»»
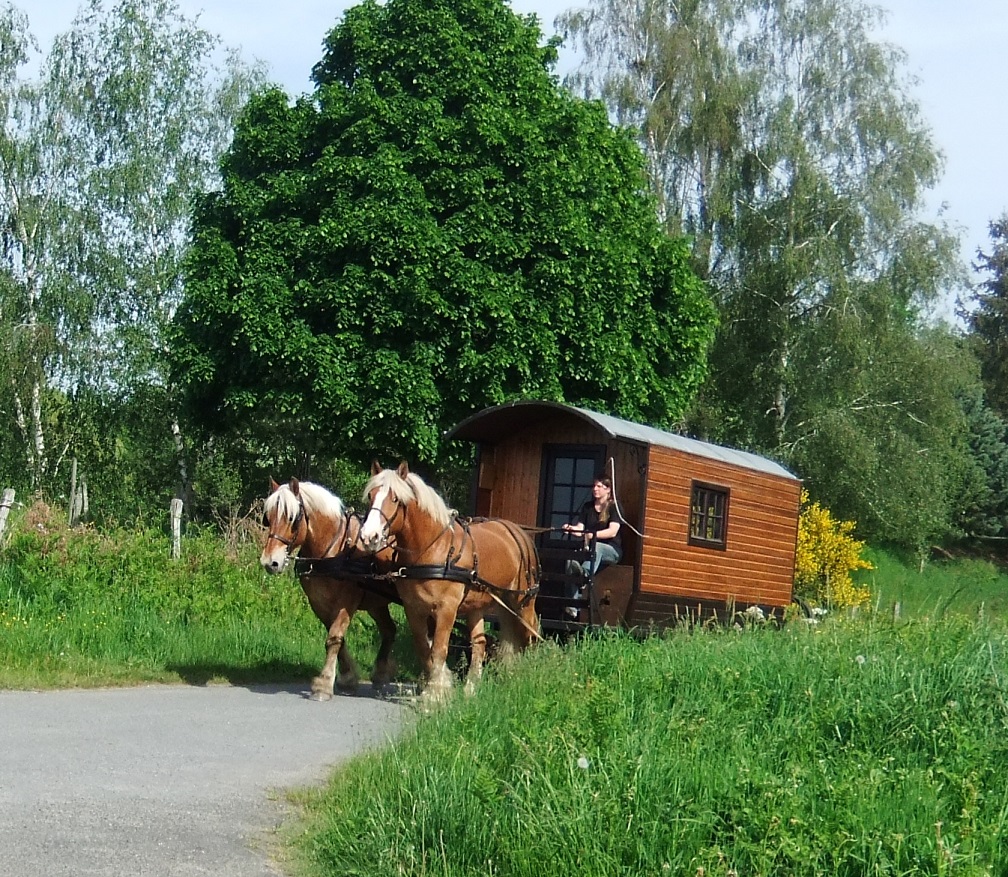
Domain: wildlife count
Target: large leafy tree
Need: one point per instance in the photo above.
(439, 227)
(102, 154)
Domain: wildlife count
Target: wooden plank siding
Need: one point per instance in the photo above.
(662, 578)
(757, 565)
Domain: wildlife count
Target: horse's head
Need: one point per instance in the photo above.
(387, 494)
(285, 522)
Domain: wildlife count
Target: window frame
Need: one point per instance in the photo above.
(547, 483)
(698, 521)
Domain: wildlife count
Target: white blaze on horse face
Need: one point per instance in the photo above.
(274, 556)
(373, 533)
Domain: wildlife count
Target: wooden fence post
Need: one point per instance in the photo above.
(176, 528)
(6, 501)
(72, 508)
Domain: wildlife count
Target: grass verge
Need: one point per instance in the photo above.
(858, 747)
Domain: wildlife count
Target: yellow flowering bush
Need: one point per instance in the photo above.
(827, 555)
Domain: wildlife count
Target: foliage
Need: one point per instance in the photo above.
(827, 556)
(438, 228)
(850, 748)
(969, 587)
(983, 505)
(989, 321)
(101, 156)
(885, 439)
(783, 137)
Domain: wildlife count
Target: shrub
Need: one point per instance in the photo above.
(827, 555)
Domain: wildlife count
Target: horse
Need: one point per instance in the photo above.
(451, 567)
(305, 517)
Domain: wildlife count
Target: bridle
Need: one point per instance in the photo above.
(295, 524)
(387, 521)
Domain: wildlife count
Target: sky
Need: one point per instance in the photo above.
(957, 51)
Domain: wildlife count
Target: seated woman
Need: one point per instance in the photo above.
(600, 521)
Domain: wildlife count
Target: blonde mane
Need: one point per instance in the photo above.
(313, 497)
(411, 491)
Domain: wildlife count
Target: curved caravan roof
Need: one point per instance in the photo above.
(489, 424)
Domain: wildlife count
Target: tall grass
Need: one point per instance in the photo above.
(83, 608)
(965, 586)
(855, 748)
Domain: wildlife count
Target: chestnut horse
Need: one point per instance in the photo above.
(305, 516)
(451, 567)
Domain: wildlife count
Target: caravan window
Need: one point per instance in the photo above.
(709, 515)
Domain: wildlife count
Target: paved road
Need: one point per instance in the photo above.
(167, 781)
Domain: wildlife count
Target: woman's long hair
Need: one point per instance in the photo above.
(604, 511)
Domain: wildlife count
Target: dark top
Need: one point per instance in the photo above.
(590, 518)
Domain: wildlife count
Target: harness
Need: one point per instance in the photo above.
(450, 571)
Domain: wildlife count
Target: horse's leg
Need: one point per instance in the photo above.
(336, 652)
(439, 679)
(477, 650)
(417, 614)
(384, 669)
(350, 675)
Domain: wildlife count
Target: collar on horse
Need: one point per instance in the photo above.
(451, 572)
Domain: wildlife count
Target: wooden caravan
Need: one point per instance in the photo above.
(711, 530)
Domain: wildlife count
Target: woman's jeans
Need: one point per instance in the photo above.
(604, 553)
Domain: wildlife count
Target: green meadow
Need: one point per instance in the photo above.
(873, 744)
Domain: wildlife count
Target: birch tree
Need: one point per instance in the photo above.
(104, 153)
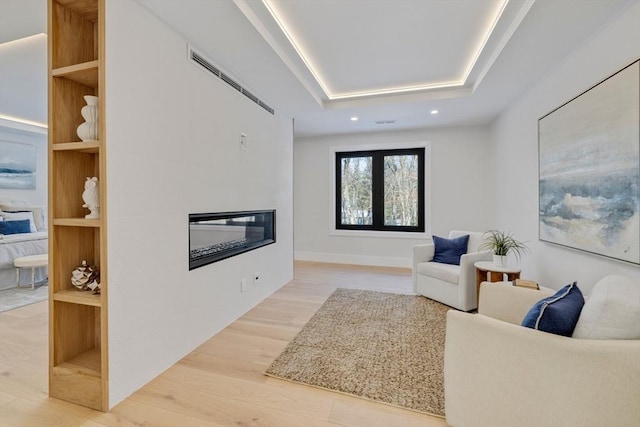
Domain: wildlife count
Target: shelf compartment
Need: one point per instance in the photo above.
(73, 32)
(90, 147)
(75, 296)
(71, 245)
(68, 174)
(67, 100)
(79, 380)
(76, 222)
(84, 8)
(86, 73)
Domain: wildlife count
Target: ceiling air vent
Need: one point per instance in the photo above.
(199, 60)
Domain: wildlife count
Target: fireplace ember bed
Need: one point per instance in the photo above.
(220, 235)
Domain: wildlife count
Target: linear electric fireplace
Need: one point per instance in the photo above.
(217, 236)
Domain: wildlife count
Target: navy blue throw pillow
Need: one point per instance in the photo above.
(449, 251)
(15, 227)
(557, 314)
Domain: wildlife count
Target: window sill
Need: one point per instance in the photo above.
(379, 234)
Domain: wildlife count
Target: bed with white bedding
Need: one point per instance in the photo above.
(30, 239)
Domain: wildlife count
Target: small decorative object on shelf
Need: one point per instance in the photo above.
(95, 286)
(91, 198)
(85, 277)
(502, 244)
(88, 131)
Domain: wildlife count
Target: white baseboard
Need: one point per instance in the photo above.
(352, 259)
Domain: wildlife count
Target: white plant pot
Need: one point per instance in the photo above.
(500, 260)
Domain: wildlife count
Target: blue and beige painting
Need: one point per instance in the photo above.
(17, 165)
(590, 170)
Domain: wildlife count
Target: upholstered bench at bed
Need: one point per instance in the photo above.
(33, 262)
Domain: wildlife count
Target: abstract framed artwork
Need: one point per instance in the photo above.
(17, 165)
(589, 169)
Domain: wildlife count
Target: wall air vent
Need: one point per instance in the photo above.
(199, 60)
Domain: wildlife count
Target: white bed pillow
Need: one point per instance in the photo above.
(12, 216)
(612, 310)
(39, 217)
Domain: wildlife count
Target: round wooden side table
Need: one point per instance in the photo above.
(487, 271)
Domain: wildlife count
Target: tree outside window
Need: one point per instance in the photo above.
(380, 190)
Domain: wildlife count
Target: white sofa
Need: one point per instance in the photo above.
(452, 285)
(500, 374)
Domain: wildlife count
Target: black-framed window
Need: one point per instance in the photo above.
(380, 190)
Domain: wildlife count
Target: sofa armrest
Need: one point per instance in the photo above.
(503, 301)
(421, 253)
(498, 374)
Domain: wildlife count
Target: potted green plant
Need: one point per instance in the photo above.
(502, 244)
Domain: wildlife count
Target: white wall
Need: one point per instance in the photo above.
(173, 148)
(458, 178)
(23, 95)
(37, 138)
(23, 78)
(515, 135)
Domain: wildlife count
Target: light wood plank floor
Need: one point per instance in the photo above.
(221, 382)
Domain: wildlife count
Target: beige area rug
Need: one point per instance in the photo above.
(379, 346)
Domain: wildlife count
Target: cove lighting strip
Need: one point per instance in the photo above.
(333, 96)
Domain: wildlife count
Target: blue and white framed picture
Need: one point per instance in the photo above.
(17, 165)
(589, 169)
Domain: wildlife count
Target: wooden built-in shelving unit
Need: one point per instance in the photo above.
(78, 356)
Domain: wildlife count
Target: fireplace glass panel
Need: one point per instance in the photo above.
(217, 236)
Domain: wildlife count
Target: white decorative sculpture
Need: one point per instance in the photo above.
(88, 131)
(91, 198)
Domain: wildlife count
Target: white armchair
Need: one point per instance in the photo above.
(500, 374)
(454, 285)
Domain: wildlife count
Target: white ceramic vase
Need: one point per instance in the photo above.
(91, 198)
(500, 260)
(88, 131)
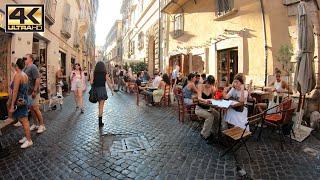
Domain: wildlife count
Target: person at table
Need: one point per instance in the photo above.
(203, 78)
(164, 83)
(157, 80)
(190, 89)
(20, 94)
(278, 87)
(237, 114)
(139, 81)
(206, 92)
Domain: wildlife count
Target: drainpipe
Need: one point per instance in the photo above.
(265, 43)
(159, 39)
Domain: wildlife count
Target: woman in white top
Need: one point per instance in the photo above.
(237, 114)
(278, 87)
(78, 85)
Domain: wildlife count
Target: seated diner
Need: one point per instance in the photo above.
(238, 113)
(206, 91)
(189, 89)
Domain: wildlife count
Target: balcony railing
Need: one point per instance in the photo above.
(224, 7)
(50, 6)
(66, 27)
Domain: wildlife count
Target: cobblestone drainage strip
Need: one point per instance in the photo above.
(126, 144)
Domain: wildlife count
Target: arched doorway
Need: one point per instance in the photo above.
(151, 54)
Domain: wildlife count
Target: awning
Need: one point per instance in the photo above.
(174, 6)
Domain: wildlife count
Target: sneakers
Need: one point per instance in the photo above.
(41, 129)
(26, 144)
(24, 139)
(18, 124)
(33, 127)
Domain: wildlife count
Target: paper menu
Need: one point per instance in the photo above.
(222, 103)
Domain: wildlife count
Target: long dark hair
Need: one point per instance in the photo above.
(20, 63)
(79, 68)
(100, 68)
(166, 78)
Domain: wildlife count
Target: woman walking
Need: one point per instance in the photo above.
(99, 80)
(78, 86)
(237, 115)
(19, 102)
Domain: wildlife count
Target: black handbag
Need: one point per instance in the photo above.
(21, 102)
(93, 95)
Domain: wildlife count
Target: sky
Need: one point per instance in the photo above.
(108, 13)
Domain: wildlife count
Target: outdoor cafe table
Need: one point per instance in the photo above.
(3, 105)
(221, 106)
(261, 96)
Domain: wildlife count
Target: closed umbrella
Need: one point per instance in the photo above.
(304, 79)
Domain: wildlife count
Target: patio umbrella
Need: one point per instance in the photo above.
(304, 79)
(304, 75)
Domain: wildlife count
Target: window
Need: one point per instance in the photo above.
(224, 6)
(227, 65)
(178, 25)
(141, 40)
(131, 48)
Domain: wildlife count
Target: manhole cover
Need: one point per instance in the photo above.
(132, 145)
(311, 151)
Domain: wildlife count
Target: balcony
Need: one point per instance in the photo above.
(83, 23)
(76, 41)
(173, 6)
(50, 7)
(66, 27)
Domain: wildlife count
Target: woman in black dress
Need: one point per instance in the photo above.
(99, 80)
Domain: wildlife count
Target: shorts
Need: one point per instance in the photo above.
(34, 101)
(78, 85)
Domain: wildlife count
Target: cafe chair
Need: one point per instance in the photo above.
(281, 120)
(138, 94)
(182, 107)
(239, 136)
(165, 100)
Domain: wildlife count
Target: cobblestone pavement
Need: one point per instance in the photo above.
(73, 147)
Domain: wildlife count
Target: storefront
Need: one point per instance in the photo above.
(39, 52)
(227, 65)
(182, 60)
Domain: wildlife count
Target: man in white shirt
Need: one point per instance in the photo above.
(157, 80)
(175, 73)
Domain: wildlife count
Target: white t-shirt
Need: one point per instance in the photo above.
(175, 74)
(156, 81)
(236, 94)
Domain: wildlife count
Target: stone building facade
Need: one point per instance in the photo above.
(68, 38)
(228, 36)
(113, 44)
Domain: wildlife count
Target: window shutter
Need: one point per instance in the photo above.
(67, 10)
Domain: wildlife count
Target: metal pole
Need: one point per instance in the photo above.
(265, 43)
(159, 38)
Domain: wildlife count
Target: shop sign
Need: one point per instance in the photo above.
(25, 17)
(1, 20)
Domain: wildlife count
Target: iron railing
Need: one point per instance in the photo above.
(50, 8)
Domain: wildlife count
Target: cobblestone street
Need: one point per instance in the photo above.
(73, 147)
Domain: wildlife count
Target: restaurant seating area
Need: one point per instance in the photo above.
(261, 123)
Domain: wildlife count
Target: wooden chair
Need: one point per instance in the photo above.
(281, 120)
(138, 94)
(183, 108)
(165, 101)
(239, 136)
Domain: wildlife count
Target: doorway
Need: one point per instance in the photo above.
(227, 65)
(151, 55)
(63, 61)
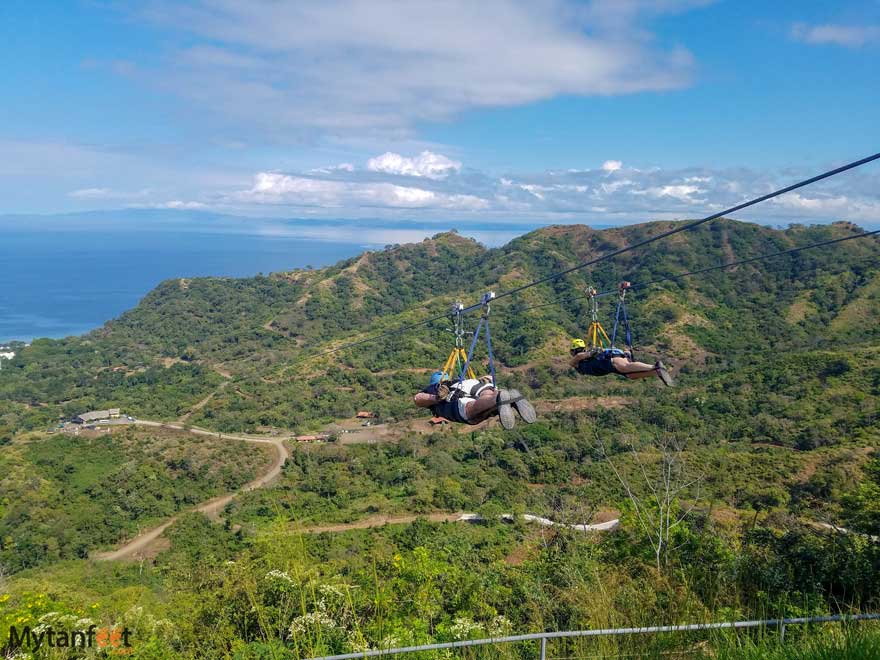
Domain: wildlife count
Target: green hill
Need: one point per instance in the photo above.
(776, 409)
(177, 345)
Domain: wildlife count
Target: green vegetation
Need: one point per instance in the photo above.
(774, 422)
(67, 496)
««
The exercise: Determine how many lines above contain the string "blue", treating uppercase and lowercase as different, and reply with the number alone.

Answer for this exercise: 3